Work to be completed: Please recast the entries below as a Markdown table with the columns "Row" and "Line", giving each non-blank line its own numbered row. Begin at the line that contains "Locate one point per instance of the bare tree in" and stop after the line that contains "[(88, 701)]".

==== Record list

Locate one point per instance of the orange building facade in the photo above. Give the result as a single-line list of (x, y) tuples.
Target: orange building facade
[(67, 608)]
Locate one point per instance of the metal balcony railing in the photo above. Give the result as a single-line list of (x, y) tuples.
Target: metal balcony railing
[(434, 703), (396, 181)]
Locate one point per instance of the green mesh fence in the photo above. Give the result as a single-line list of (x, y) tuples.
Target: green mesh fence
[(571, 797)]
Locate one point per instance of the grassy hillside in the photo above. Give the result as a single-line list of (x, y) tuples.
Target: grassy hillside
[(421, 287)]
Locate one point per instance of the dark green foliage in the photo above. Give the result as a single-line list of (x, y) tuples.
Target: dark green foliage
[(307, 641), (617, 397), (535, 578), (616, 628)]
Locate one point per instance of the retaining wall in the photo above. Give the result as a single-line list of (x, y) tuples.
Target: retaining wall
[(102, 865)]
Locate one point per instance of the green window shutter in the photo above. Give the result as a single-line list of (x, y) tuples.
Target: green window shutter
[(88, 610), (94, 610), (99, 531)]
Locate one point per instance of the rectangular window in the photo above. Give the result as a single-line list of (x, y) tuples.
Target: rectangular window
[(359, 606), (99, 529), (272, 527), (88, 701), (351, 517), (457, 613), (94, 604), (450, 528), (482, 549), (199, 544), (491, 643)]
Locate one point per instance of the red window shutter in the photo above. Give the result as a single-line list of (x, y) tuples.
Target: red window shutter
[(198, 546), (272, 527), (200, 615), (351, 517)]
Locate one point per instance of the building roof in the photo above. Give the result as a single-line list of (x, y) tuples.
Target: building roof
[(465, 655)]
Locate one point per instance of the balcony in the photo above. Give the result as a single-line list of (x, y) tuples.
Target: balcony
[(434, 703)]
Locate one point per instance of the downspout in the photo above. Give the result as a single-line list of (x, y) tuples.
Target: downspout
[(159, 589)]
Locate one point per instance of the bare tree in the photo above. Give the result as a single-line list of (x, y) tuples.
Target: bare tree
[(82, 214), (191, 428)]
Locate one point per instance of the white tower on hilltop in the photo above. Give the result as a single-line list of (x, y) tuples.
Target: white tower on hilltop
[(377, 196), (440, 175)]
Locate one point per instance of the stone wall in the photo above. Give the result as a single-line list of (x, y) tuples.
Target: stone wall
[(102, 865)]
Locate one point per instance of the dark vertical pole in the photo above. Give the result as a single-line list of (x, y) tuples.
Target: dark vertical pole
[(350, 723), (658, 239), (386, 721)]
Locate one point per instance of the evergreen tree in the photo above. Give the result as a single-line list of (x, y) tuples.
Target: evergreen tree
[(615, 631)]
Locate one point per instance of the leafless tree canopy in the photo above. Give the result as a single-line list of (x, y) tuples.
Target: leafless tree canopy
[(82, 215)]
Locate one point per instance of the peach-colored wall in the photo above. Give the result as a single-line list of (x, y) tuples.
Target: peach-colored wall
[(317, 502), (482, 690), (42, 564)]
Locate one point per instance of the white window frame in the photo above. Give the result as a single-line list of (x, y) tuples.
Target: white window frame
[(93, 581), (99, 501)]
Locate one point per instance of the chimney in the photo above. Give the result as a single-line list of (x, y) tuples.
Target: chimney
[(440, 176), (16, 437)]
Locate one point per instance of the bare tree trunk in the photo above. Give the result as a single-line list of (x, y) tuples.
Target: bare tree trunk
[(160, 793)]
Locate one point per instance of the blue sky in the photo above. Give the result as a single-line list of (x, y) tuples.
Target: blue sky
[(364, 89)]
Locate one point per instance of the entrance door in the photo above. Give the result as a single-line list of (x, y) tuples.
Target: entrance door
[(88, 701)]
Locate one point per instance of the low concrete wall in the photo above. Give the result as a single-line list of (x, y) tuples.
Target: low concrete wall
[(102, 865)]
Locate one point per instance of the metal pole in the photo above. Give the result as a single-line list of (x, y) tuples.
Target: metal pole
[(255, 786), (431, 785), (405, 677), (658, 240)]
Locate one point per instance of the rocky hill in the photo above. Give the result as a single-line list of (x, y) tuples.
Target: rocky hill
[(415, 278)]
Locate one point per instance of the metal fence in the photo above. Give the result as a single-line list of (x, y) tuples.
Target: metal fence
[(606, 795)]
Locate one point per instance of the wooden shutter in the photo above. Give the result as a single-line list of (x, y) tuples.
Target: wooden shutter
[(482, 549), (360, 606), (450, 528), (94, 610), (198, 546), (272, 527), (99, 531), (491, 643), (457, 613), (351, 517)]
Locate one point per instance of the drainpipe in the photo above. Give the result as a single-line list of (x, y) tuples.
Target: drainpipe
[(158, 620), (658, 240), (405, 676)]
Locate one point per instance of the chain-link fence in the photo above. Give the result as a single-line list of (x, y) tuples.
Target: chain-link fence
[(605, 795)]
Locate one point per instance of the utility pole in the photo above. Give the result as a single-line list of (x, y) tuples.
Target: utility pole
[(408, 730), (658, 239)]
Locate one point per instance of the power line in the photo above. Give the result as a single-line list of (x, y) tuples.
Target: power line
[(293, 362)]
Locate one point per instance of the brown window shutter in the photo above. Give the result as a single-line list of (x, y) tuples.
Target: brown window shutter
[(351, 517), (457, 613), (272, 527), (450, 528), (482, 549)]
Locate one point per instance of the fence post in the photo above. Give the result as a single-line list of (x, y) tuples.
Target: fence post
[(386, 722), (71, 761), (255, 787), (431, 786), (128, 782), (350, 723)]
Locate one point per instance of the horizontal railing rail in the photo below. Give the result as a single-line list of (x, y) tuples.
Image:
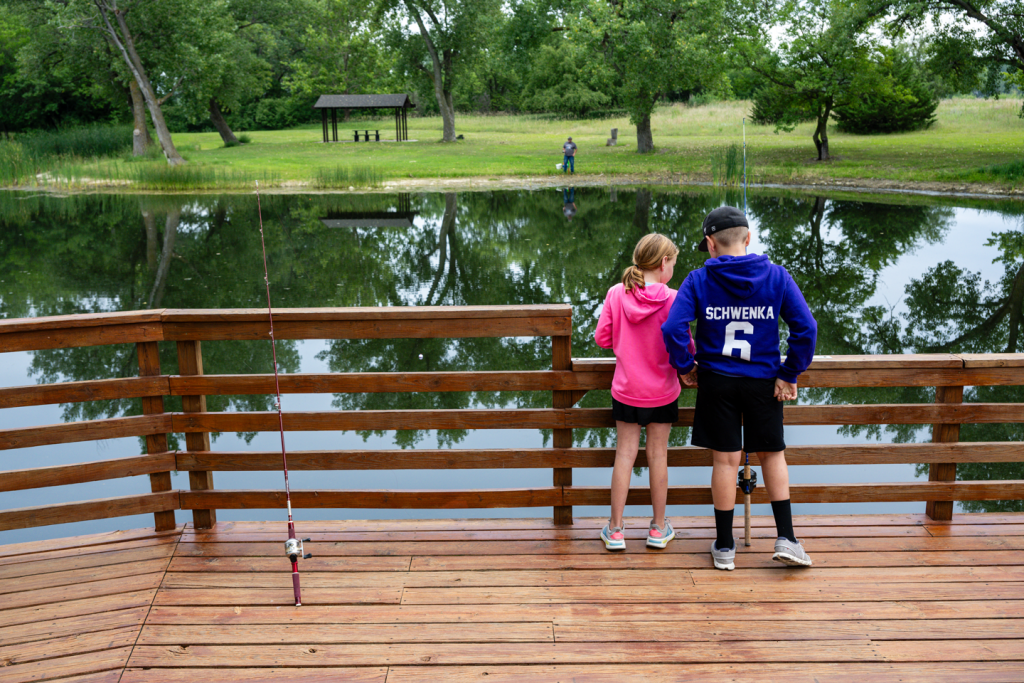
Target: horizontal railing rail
[(568, 380)]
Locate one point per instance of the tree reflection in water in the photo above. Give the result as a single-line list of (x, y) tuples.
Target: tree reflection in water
[(85, 254)]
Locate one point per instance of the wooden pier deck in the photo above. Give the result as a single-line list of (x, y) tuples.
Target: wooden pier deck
[(890, 597)]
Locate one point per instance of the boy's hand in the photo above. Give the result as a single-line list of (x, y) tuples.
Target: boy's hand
[(784, 390)]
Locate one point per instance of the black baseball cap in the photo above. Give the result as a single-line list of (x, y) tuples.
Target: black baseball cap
[(720, 219)]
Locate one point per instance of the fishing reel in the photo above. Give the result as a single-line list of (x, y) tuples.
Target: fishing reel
[(748, 485), (294, 550)]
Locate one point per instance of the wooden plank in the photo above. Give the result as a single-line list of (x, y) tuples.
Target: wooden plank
[(62, 594), (992, 359), (264, 675), (59, 628), (148, 366), (282, 597), (953, 672), (868, 454), (366, 313), (190, 364), (561, 359), (71, 392), (867, 414), (670, 613), (77, 577), (326, 525), (352, 420), (103, 508), (82, 607), (380, 329), (422, 654), (387, 563), (665, 561), (632, 532), (60, 475), (603, 632), (407, 500), (10, 565), (83, 562), (506, 548), (86, 430), (73, 542), (797, 592), (77, 665), (77, 322), (847, 493), (477, 632), (539, 380), (68, 645), (944, 433)]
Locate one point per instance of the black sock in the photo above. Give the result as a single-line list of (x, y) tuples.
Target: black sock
[(783, 519), (723, 524)]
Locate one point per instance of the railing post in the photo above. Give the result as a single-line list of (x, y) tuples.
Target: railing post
[(148, 366), (561, 358), (190, 363), (944, 433)]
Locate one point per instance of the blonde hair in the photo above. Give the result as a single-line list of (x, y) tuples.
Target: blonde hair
[(647, 256)]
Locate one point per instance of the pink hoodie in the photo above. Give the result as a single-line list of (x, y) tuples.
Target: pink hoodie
[(631, 325)]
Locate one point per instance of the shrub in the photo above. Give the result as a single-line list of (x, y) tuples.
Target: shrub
[(898, 98), (92, 140)]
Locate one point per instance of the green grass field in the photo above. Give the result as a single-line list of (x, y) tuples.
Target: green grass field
[(969, 135)]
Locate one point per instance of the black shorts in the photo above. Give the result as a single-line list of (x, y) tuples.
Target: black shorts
[(668, 414), (727, 404)]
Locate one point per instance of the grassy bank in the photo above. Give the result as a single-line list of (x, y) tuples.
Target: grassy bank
[(973, 141)]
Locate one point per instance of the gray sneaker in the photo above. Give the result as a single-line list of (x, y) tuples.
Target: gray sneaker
[(724, 559), (791, 553)]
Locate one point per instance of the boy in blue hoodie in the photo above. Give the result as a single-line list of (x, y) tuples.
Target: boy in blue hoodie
[(737, 300)]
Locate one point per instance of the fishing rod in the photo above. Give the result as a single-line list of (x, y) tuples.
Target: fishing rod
[(293, 547), (749, 479)]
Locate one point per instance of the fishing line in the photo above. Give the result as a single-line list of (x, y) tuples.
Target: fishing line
[(293, 547)]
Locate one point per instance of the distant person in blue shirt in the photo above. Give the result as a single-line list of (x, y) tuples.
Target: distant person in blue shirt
[(568, 157), (737, 300)]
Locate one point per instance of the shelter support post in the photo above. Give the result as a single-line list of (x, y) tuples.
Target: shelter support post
[(190, 363), (561, 359), (148, 366), (943, 510)]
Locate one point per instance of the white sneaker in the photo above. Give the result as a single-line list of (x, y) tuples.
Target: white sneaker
[(791, 553), (724, 559), (613, 538)]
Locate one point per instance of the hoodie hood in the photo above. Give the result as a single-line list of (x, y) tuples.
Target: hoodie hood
[(641, 302), (741, 276)]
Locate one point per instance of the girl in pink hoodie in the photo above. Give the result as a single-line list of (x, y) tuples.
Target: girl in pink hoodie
[(645, 388)]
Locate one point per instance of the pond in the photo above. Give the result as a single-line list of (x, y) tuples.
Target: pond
[(882, 274)]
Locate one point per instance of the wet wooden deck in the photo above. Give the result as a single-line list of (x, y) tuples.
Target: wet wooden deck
[(891, 597)]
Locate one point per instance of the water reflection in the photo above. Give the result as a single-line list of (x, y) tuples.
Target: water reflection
[(85, 254)]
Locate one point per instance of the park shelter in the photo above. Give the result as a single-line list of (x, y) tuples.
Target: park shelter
[(400, 103)]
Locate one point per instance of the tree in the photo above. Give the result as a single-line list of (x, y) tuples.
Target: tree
[(896, 99), (656, 47), (817, 67), (453, 32), (990, 30), (112, 22)]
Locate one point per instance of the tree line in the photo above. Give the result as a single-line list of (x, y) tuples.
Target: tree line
[(870, 66)]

========

Solution to the exercise:
| Row | Line |
|---|---|
| 1 | Locate one point per instance of the bare tree in the photo above. Give the result as a single-line list of (x, y) tuples. |
| 2 | Target: bare tree |
| 3 | [(82, 214), (191, 428)] |
| 4 | Locate one point per instance of the white tower on hilltop in the photo above. Give the result as a single-line list of (x, y) tuples. |
| 5 | Target: white tower on hilltop |
| 6 | [(377, 196), (440, 175)] |
| 7 | Locate one point per instance of the stone wall in the photo above. Give the result as a single-line list of (x, y) tuples. |
| 8 | Target: stone wall |
| 9 | [(102, 865)] |
| 10 | Locate one point per instance of the dark vertical pole in the photo above. Give the result as a single-line list of (x, y) tuples. |
| 11 | Target: dark vertical pole |
| 12 | [(350, 723), (658, 239), (386, 721)] |
| 13 | Locate one point per instance of the evergreen tree in the photo above. Give the result as a single-line list of (x, y) tuples. |
| 14 | Target: evergreen tree |
| 15 | [(615, 631)] |
| 16 | Locate one point per instance of the leafless tree canopy in the photo above. Give the result as a single-line list of (x, y) tuples. |
| 17 | Target: leafless tree canopy |
| 18 | [(82, 215)] |
| 19 | Locate one point per instance of the peach-colored wall in the photo above. Give the result as a single-line list of (x, y) tuples. |
| 20 | Target: peach-colored wall |
| 21 | [(317, 502), (482, 690), (42, 564)] |
| 22 | Locate one point per instance of the white window frame in the photo above. Give the result as a single-line list of (x, y) tuples. |
| 23 | Target: white window frame |
| 24 | [(93, 581), (99, 501)] |
| 25 | Locate one point per instance of the chimney in the photo above. Give the result as a single-line list of (x, y) tuples. |
| 26 | Target: chimney |
| 27 | [(440, 176), (16, 437)] |
| 28 | Locate one point per instance of the bare tree trunk in the photo above. Give the result as a single-line list of (x, y) tuples. |
| 29 | Target: bare tree trunk |
| 30 | [(160, 793)] |
| 31 | Locate one point per instance of the blue sky in the photo above. Give the result as a single-line list of (x, y) tuples. |
| 32 | Target: blue sky |
| 33 | [(364, 89)] |
| 34 | Locate one point per instance of the entrance door in the photo above. Give the result as a single-line list of (x, y) tuples. |
| 35 | Target: entrance door |
| 36 | [(88, 701)] |